Provided text ::
=-=-=
# setting time and date



## wbt (Dec 29, 2010)

I just started using the wi fi Kindle and notice (on the clipboard) that the time and date are wrong. I've spent some time on this forum and I did not find much about this issue. "Settings" allowed me to set the time, but I can find no way to set the date. Is the Kindle supposed to display time and date somewhere? I've also Googled the question and noticed that it was an issue with earlier generation Kindles, but I found little about the latest models. Any suggestions would be appreciated. Thanks, Bill


----------



## Ann in Arlington (Oct 27, 2008)

If you turn on Wireless, get connected, try a 'sync and check for items'. . . .that should make the clock correct -- presumably including the date.  But, for the record, the Kindle will only display the time, not the date.  The only time I see a date is if I'm in a newspaper -- and then it's the date of the issue, not necessarily today.


----------



## Mike D. aka jmiked (Oct 28, 2008)
=-=-=
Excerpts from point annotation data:

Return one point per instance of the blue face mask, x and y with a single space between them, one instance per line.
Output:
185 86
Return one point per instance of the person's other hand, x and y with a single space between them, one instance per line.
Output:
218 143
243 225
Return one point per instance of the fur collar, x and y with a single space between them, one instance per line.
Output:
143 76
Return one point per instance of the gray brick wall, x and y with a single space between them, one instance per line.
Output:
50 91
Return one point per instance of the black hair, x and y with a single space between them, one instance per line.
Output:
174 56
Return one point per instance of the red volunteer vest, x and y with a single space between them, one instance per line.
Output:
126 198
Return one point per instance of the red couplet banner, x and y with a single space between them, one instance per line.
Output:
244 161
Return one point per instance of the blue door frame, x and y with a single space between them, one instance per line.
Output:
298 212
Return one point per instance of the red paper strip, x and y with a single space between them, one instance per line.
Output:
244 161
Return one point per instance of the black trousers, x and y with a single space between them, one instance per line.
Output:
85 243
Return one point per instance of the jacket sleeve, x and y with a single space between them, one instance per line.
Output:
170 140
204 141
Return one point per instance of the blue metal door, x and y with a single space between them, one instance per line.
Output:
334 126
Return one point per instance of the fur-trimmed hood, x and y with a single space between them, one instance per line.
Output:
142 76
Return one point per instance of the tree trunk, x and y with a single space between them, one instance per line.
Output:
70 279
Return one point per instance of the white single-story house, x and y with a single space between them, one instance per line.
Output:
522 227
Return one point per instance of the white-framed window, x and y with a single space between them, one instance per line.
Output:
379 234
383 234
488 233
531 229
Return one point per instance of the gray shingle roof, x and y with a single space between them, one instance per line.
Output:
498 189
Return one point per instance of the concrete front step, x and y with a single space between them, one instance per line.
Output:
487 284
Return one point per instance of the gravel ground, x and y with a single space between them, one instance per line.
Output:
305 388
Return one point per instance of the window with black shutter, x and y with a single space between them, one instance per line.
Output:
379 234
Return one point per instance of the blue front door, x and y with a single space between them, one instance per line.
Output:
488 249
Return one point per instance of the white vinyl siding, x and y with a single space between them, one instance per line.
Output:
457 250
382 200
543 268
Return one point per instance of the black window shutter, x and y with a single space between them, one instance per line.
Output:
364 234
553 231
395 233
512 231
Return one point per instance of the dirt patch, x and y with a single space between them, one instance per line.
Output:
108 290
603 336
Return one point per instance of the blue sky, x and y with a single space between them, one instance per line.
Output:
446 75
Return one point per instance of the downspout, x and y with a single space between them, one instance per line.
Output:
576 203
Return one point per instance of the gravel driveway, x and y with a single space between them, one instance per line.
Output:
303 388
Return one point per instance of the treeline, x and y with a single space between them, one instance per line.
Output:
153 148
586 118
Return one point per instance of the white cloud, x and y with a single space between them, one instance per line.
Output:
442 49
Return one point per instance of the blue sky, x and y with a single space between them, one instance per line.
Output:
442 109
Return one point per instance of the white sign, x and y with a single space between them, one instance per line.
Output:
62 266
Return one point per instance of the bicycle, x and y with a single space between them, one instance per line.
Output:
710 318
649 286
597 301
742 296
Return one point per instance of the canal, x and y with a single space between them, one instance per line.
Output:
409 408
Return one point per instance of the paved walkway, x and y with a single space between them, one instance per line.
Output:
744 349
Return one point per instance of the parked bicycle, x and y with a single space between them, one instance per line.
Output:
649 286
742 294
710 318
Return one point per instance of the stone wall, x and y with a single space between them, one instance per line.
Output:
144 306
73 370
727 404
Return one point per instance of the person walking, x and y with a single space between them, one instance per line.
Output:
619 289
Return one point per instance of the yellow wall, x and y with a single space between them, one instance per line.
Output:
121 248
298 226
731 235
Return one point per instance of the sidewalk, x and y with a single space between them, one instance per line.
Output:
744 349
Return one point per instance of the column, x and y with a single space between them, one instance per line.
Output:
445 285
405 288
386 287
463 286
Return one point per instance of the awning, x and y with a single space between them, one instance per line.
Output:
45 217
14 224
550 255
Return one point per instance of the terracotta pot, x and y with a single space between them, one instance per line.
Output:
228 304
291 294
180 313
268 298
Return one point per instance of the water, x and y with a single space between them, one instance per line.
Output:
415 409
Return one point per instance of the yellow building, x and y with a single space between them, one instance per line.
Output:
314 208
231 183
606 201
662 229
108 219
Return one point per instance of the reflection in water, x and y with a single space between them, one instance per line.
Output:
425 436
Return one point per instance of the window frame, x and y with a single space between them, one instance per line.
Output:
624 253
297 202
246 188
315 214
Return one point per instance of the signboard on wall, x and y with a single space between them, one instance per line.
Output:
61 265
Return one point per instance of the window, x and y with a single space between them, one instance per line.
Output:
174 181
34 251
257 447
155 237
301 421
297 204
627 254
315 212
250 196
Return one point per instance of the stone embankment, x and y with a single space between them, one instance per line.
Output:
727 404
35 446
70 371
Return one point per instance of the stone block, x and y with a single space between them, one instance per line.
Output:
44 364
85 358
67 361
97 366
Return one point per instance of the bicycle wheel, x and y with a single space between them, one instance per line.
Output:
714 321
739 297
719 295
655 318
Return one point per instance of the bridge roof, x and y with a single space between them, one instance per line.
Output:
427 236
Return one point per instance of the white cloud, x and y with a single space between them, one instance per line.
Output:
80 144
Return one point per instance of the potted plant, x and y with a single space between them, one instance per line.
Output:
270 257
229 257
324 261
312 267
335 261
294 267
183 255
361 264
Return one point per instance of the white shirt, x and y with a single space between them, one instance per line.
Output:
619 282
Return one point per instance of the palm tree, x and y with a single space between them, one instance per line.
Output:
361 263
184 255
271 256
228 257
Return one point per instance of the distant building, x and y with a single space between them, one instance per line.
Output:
=-=-=
Aim 1 ::
Copy out the stretch of the Kindle date-and-time thread from "# setting time" through "(Oct 27, 2008)".
Aim 2 ::
Answer these questions about the Kindle date-and-time thread:
(a) What did the first poster's "Settings" allow them to set?
(b) Does the Kindle display the date, according to the reply?
(c) Where does the replier see a date, and what date is it?
Aim 3 ::
Write what comes next in the Kindle date-and-time thread, starting after its last line.

Written reply 1 ::
# setting time and date



## wbt (Dec 29, 2010)

I just started using the wi fi Kindle and notice (on the clipboard) that the time and date are wrong. I've spent some time on this forum and I did not find much about this issue. "Settings" allowed me to set the time, but I can find no way to set the date. Is the Kindle supposed to display time and date somewhere? I've also Googled the question and noticed that it was an issue with earlier generation Kindles, but I found little about the latest models. Any suggestions would be appreciated. Thanks, Bill


----------



## Ann in Arlington (Oct 27, 2008)

Written reply 2 ::
(a) The time.
(b) No. It displays only the time, not the date.
(c) In a newspaper. It is the date of the issue, not necessarily today.

Written reply 3 ::
I have tried several times to see if syncing will set the time on my K3 WiFi model. It won’t. The only way to set the time is manually through the Settings menu.

Either my Kindle is unique, or at some point the design team at Amazon decided not to implement the trivial code to get the time over WiFi. All of my other devices get the time over a WiFi connection just fine.

Mike


----------



## mooshie78 (Jul 15, 2010)

I got mine today, it got the date right over wifi, but not the time.  I had to set that manually myself.


----------



## intinst (Dec 23, 2008)

The K3 WiFi version does not set the time automatically, only manually. The 3G version will set itself.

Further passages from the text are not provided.